Había barajado otro titular mucho menos delicado. Me levanté pensando en todas ellas y quería pediros, claramente, que las dejaseis en paz. Pero, la prudencia -poca- que uno va acumulando con el paso de los tacos del calendario acabó por moderarlo hasta dejarlo en un "mucho tacto".
Sí, tiene un doble sentido, aunque en las próximas líneas me referiré a ese tacto conductual. No tengo cáncer. No puedo escribir como si lo tuviese. Seguro que no soy capaz -ni tú tampoco si tampoco lo tienes- de ponerte en el pellejo de una enferma. Aunque sí puedo asegurar que lo he vivido muy, pero que muy de cerca. Y ha acabado dándome un zarpazo brutal, del que nadie se recupera del todo si es que eres tú el vivo, como ha sido el caso. El de mi madre no era de mama, pero aprendí mucho de la enfermedad y de cómo la gestionan aquellas que la padecen, sea cual sea el diagnóstico y el pronóstico.
La vida ha querido colocar de nuevo esa enfermedad muy cerca de mí, apegada a mi más tierna, dócil e inolvidable infancia. Hace tres o cuatro semanas que revivo las tres o cuatro primeras semanas del cáncer materno. Y nada ha cambiando desde entonces, sobre todo en lo que se refiere al grado de desestabilización que esta dolencia provoca en quien la padece. Uno puede tener un "stent" en toda cuanta arteria coronaria posea, los triglicéridos por las nubes, un perfecto flotador de lípidos a la altura de la cintura y una vida totalmente sedentaria con dos infartos al pecho, que no tendrá tanto miedo a encajarse en un traje de madera como lo experimentan todas y cada una de las enfermas de cáncer desde el minuto uno de la fatídica confirmación.

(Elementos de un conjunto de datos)
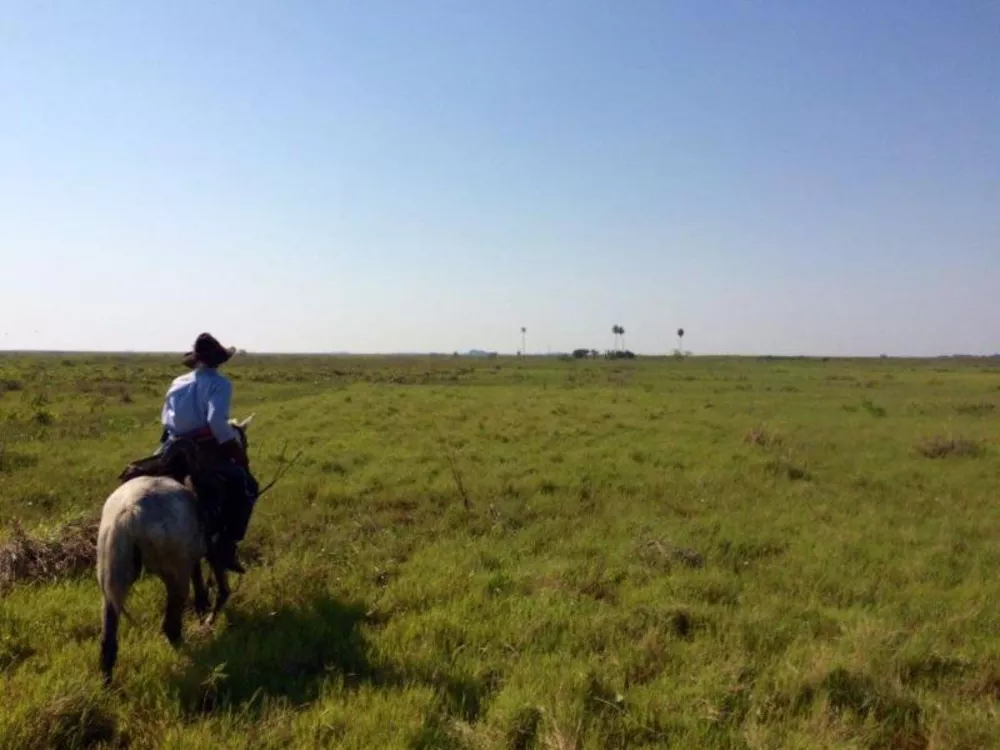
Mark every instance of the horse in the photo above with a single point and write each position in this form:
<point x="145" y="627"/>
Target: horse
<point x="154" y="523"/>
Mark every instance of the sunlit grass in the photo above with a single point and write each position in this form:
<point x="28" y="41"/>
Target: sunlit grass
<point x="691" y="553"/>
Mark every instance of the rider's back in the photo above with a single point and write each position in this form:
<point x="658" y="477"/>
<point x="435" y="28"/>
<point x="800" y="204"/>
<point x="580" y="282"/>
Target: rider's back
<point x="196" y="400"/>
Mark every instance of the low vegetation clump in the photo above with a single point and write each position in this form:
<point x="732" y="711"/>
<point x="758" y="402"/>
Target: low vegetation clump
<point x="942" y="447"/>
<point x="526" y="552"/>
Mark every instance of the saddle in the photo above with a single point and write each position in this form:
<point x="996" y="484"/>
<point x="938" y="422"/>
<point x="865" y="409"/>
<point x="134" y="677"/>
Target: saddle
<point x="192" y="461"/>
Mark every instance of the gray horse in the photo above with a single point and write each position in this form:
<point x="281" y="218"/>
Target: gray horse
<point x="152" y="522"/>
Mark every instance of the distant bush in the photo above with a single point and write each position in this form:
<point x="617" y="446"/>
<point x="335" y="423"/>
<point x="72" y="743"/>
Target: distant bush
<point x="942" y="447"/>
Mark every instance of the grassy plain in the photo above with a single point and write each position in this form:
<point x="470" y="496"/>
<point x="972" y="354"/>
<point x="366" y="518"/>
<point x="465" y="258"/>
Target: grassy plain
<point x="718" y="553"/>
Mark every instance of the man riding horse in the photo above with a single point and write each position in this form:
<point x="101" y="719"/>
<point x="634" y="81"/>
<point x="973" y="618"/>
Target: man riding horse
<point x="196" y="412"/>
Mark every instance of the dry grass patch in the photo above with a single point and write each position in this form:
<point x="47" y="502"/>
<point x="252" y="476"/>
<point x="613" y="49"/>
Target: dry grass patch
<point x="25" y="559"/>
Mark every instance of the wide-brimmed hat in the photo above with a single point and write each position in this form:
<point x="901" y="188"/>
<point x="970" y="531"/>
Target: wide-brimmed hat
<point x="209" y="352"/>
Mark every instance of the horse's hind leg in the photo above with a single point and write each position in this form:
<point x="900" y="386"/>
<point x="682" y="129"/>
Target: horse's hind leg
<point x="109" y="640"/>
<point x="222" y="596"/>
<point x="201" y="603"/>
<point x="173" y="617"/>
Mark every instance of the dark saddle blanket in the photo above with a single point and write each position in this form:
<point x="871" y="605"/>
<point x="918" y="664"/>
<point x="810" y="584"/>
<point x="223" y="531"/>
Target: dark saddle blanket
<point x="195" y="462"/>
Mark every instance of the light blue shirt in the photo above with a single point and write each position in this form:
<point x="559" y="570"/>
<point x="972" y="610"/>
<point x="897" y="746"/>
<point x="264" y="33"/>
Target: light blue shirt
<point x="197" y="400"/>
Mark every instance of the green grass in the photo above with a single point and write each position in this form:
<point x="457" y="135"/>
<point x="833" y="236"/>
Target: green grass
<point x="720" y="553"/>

Tareas pendientes:
**A)** Según el texto citado, ¿desde hace cuánto tiempo revive quien escribe las primeras semanas del cáncer materno?
**B)** Enumera todos los problemas de salud que el texto citado atribuye a alguien que, aun con ellos, no tendría tanto miedo como las enfermas de cáncer.

Respuestas:
**A)** Desde hace tres o cuatro semanas.

**B)**
- Un "stent" en todas sus arterias coronarias
- Los triglicéridos por las nubes
- Un flotador de lípidos a la altura de la cintura
- Una vida totalmente sedentaria
- Dos infartos al pecho